━━ SUPPLIED DATA ━━

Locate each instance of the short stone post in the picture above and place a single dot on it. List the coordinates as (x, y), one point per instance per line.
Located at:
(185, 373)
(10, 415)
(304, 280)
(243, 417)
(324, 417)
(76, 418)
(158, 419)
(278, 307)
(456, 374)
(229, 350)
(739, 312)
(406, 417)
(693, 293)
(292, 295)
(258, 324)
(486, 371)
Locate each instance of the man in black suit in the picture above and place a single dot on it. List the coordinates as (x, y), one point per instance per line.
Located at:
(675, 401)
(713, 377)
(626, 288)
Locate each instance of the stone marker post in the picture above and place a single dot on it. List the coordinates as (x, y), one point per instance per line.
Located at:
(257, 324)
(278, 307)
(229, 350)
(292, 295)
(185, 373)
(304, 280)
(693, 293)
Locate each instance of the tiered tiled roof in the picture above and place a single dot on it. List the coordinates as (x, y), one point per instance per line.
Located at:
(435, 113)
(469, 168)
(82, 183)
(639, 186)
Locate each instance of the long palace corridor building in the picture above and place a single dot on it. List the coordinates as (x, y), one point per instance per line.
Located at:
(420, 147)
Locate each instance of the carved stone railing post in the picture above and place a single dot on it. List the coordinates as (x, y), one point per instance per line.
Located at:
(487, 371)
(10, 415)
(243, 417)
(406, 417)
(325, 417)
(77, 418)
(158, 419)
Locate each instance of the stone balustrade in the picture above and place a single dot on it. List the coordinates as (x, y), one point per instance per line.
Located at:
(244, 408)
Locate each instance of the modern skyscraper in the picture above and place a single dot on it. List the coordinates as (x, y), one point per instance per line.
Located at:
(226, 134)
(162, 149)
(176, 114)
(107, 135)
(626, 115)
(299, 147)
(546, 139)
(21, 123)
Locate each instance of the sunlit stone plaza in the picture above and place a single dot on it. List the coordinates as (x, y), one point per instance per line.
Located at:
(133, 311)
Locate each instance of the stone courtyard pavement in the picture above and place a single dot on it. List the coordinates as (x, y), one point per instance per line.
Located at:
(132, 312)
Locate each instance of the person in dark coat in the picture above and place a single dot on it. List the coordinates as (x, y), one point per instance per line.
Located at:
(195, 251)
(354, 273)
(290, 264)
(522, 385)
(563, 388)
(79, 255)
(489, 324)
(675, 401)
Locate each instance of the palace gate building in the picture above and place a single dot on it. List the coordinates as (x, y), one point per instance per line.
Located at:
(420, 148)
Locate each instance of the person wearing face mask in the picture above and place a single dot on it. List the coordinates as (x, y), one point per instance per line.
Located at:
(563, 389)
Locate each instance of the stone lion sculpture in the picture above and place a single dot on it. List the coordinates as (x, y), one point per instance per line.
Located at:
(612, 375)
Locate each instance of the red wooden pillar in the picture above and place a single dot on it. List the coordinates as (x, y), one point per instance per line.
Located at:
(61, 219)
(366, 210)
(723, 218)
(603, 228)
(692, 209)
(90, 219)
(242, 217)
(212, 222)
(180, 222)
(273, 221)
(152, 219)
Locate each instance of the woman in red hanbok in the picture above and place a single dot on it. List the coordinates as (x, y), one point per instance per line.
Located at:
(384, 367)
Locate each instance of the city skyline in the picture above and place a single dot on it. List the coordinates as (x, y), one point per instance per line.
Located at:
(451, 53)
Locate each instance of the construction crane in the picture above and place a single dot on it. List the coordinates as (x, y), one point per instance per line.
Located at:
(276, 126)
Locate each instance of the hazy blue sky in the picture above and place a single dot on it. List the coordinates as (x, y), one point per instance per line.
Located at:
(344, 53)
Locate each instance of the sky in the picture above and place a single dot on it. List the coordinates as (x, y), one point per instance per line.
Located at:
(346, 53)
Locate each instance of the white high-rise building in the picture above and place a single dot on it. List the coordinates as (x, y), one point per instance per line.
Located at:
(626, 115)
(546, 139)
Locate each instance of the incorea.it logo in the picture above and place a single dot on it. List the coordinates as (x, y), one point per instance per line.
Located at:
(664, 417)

━━━

THE TASK:
Revise the records by replacing every "Located at" with "Points found" and leaving all other text unchanged.

FULL SOLUTION:
Locate each instance of the short stone post in the picture above and place a single dot on it. List the coordinates as (x, y), one point per instance per line.
Points found:
(185, 373)
(10, 415)
(304, 280)
(243, 417)
(324, 417)
(76, 418)
(158, 419)
(278, 307)
(456, 374)
(229, 350)
(739, 312)
(406, 417)
(693, 293)
(292, 295)
(258, 324)
(486, 371)
Locate each instance of the man in black suit in the picture above and place a single dot on it. List the coordinates as (x, y), one point per instance per line.
Points found:
(675, 401)
(713, 377)
(626, 288)
Locate each instance of the stone marker post in the picture above and place a single dot on it. List the coordinates as (x, y), one point per instance per line.
Points found:
(257, 324)
(278, 307)
(229, 350)
(292, 295)
(185, 373)
(304, 280)
(693, 293)
Locate each instance of the tiered tiled roof in the picture above and place a single dot on it. List the coordinates as (x, y), one point per instance per line.
Points found:
(435, 113)
(469, 168)
(82, 183)
(639, 186)
Locate each instance of the long palace corridor building in the picture above and place a single dot on it. List the coordinates as (x, y), one point per instance per line.
Points found:
(420, 147)
Locate each instance of the carved stone railing post in the picture above and place a single dot on it. List the coordinates as (x, y), one point per instance per line.
Points found:
(487, 371)
(10, 415)
(243, 417)
(406, 417)
(325, 417)
(77, 418)
(158, 419)
Locate each instance of the stone balustrade in the picture above and place a single dot on it. List the coordinates as (x, y), one point per instance per line.
Points found:
(244, 408)
Locate each instance of the modern skyscraper in the picture above and place a single dot on it. List the coordinates as (x, y), one point per instance per line.
Points found:
(226, 134)
(162, 149)
(176, 114)
(107, 135)
(626, 115)
(299, 147)
(546, 139)
(21, 123)
Locate each instance of the sunlit stone plaza in the picture above and place a single dot on it. List the coordinates as (x, y), one point per instance per line.
Points found:
(133, 311)
Locate each instance of the stone courtyard pavement in the picture above and place a single dot on it. List the coordinates as (x, y), one point per instance per line.
Points found:
(132, 312)
Locate each instance of the person in dark coat in the picture above and place a single dot on it. List the coordinates as (x, y), one point per instance per line.
Points found:
(195, 251)
(354, 273)
(290, 264)
(522, 385)
(563, 388)
(79, 255)
(489, 324)
(675, 401)
Locate each instance of the palace gate building in the picture above and place a single dot on it. List the coordinates as (x, y), one point per instance per line.
Points found:
(420, 148)
Locate each instance of the person wearing face mask in the picture above and place a single dot on it. List the coordinates as (x, y), one point per instance per line.
Points found:
(563, 389)
Locate each instance of the stone lion sculpture in the picture above and place a single dot on it. List the coordinates as (x, y), one point per instance per line.
Points found:
(612, 375)
Locate each instance of the red wooden pillar in the picture above and place a single dot on it. List the coordinates as (x, y), one point per instance per line.
Points found:
(61, 219)
(366, 210)
(723, 218)
(603, 228)
(692, 209)
(90, 219)
(242, 217)
(212, 222)
(180, 222)
(273, 221)
(152, 219)
Locate each instance of the woman in red hanbok in the picture above and place a single dot on it. List the coordinates as (x, y), one point per instance per line.
Points found:
(384, 367)
Locate each instance of the city skyline in the picture above and place a single dot on it. List the coordinates as (x, y), one point per instance per line.
Points found:
(451, 53)
Locate each instance of the construction crane in the picture above and place a single dot on it. List the coordinates as (x, y), one point per instance per line.
Points found:
(276, 126)
Locate each instance of the hazy blue sky in the picture above and place a single dot on it. List the coordinates as (x, y), one point per instance per line.
Points found:
(344, 53)
Locate each instance of the sky in the picture above and place a single dot on it. List the coordinates as (x, y), one point per instance per line.
Points found:
(346, 53)
Locate each instance of the white high-rise building in the picture above and place a single dot on it. List the coordinates as (x, y), one point per instance per line.
Points found:
(626, 115)
(546, 139)
Locate each instance of the incorea.it logo in the picture above and place a single dot on it. List the coordinates as (x, y), one point per instance per line.
Points found:
(664, 417)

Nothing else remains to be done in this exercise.